- ABOUT THIS EXERCISE
Continue the court summary of witness testimony about the stolen vehicles, picking up after its last sentence.

:: SOURCE DOCUMENT

He came to Cape Town and took the car to the
police where it was examined by Mr Booi. He took Mr Booi to the house
of the accused
in Tableview where the accused was arrested. He never
received the sum of R20 000 that he had paid for the car.
Mr
Andy Swart testified next for the State. He testified that he bought
motor vehicle C[...] through an insurance company and sold
it to
Barnard Auto Spares. The vehicle was deregistered by him. The purpose
was to cancel or scrap the vehicle.
Mr
Dean Cannell testified that he was at his home at […] C[...]
Road in Meadowridge, Cape Town. He was the owner of a white
Golf 3
motor vehicle. At about 8 am on 21 January 2007 he found that his car
was not where he had parked it the previous night.
He reported it to
the police. The registration number was C[...]. It's value was about
R45 000. The police recovered the vehicle
later. He identified it at
Stikland by the engine number and items such as the leather interior,
the wheels and the steering wheel.
The damage to the vehicle was
about R15 000.
Mr
Sidney Spencer worked at Barnard Auto Spares. He testified that they
bought the vehicle, C[...], to break up for spares. They
bought it
from H and H Spares in Wellington. The various parts of the vehicle
was sold and the rest was sold to a scrap metal dealer.

::::
:: EXTRACTED ENTRIES

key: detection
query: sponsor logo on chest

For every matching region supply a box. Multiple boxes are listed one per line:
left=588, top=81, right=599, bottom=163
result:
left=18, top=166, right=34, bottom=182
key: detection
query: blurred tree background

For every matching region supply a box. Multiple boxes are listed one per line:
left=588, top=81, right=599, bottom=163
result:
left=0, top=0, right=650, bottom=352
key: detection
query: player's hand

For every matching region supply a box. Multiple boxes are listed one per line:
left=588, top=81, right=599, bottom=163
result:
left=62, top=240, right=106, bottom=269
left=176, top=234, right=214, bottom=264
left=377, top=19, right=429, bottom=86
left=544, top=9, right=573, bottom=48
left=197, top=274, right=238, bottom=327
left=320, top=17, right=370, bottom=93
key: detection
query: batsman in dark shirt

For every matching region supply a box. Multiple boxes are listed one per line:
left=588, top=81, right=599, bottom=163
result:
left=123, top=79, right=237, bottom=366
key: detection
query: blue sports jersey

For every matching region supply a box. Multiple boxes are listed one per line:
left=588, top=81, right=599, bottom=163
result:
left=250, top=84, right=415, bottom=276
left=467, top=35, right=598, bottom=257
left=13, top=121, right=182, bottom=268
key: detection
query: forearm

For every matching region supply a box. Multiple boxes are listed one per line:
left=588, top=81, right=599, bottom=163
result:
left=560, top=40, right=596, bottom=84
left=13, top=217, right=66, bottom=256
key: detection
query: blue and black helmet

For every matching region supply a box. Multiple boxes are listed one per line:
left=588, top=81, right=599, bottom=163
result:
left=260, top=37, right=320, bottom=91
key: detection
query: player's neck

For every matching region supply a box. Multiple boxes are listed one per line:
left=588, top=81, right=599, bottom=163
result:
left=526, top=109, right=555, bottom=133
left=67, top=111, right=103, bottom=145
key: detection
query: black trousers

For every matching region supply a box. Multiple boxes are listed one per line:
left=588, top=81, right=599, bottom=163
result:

::::

- TASK RESPONSE
They still
had the registration papers for the vehicle which meant that it had
not been sold by them.
That
concluded the evidence for the State. The magistrate caused the
accused to be brought into court. He explained his rights to
him. The
accused said that he was not going to testify as he knew nothing
about the case. He also declined the invitation to listen
to the
prosecutor's address.
The
magistrate gave judgment on 1 April 2011, the accused was brought up
from the cells and he said that he wanted to listen to
the
judgment. The magistrate dealt fully with the events that
gave rise to the accused absenting himself from the proceedings.
He
then summarised the evidence presented by the State. The magistrate
said, in short, that there was no reason to question the
reliability
or credibility of any of the evidence given by the State witnesses.
He found that in all the circumstances of the case
the accused had
the two cars in his possession and that he must have been aware of
the fact that they were stolen cars. He accordingly
convicted the
accused on both counts.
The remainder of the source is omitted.